- STATED TASK:
Give again, word for word, only the lines from the one containing "of the traditional" through the final line.
----
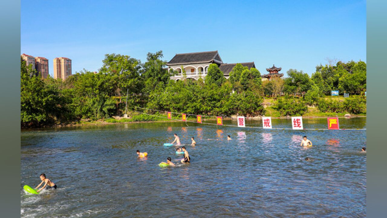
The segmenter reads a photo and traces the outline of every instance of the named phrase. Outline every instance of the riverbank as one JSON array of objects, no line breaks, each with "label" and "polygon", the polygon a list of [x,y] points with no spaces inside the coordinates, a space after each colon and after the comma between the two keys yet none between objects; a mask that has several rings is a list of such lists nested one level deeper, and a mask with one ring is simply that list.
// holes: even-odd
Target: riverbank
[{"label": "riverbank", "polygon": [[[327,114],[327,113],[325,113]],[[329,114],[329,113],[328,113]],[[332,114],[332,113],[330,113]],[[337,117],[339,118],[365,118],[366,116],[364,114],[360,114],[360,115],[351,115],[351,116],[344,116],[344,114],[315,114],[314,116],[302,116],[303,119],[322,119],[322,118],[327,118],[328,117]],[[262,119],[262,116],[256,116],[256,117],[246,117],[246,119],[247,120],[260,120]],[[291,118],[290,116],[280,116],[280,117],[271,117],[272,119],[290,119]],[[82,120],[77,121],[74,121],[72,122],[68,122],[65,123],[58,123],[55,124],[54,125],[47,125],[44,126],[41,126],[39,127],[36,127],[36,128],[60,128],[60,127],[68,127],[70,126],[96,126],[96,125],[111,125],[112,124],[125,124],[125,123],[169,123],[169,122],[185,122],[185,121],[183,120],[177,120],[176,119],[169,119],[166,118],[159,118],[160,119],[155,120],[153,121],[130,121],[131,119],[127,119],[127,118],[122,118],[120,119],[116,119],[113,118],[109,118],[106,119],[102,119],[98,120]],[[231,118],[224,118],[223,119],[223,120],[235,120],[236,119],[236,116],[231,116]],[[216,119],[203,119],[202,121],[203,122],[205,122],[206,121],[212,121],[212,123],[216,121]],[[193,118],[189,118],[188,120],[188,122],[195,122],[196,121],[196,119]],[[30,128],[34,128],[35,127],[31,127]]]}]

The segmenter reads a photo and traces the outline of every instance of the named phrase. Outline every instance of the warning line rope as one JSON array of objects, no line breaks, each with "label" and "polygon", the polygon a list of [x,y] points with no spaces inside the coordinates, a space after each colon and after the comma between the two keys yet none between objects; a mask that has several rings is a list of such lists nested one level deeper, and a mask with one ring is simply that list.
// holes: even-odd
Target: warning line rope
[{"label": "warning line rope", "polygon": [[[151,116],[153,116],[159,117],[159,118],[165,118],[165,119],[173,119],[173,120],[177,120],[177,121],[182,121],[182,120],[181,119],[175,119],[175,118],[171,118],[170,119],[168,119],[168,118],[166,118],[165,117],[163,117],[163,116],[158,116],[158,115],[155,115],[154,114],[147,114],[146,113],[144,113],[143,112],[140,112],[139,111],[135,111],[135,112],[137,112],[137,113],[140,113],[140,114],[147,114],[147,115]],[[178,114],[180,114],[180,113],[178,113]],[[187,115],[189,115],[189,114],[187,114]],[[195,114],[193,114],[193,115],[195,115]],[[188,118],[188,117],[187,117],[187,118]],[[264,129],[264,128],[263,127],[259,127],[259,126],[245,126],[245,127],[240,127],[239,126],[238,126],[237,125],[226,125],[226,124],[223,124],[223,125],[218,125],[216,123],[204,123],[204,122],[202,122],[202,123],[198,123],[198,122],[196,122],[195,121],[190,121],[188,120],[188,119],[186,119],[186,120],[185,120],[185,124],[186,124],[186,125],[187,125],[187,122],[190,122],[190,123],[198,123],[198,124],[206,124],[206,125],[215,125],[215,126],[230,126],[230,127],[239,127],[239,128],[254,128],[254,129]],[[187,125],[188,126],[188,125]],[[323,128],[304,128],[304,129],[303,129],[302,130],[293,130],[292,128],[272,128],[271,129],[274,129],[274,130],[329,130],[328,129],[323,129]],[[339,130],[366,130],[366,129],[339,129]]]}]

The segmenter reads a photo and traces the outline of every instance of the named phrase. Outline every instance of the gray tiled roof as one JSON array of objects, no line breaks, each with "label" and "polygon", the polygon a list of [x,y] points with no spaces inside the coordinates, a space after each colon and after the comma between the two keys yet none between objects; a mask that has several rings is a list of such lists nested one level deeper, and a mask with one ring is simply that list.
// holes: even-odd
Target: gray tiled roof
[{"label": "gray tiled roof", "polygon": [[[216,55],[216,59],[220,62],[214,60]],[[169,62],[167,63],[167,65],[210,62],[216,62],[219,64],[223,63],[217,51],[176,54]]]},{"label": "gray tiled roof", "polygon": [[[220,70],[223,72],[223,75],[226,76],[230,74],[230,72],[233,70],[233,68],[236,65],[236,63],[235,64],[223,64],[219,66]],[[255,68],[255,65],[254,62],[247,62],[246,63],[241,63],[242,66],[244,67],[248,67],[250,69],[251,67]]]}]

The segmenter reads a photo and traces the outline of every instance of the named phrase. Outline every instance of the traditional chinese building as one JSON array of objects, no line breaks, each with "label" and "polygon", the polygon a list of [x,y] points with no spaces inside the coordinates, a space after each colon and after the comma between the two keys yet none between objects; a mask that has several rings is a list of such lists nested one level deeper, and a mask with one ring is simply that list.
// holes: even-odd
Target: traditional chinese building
----
- EXERCISE RESPONSE:
The segmenter reads a photo and traces the outline of every instance of the named phrase. Outline every instance of the traditional chinese building as one JSON array of objects, no line breaks, each with "label" and "polygon", the polygon a list of [x,y] points with no spaces inside the coordinates, a space after each colon and after the comma between the two keys yet none between objects; a mask that has several rings is a list of such lists nested one level deeper, and a mask with one ring is simply that list.
// holes: even-odd
Target: traditional chinese building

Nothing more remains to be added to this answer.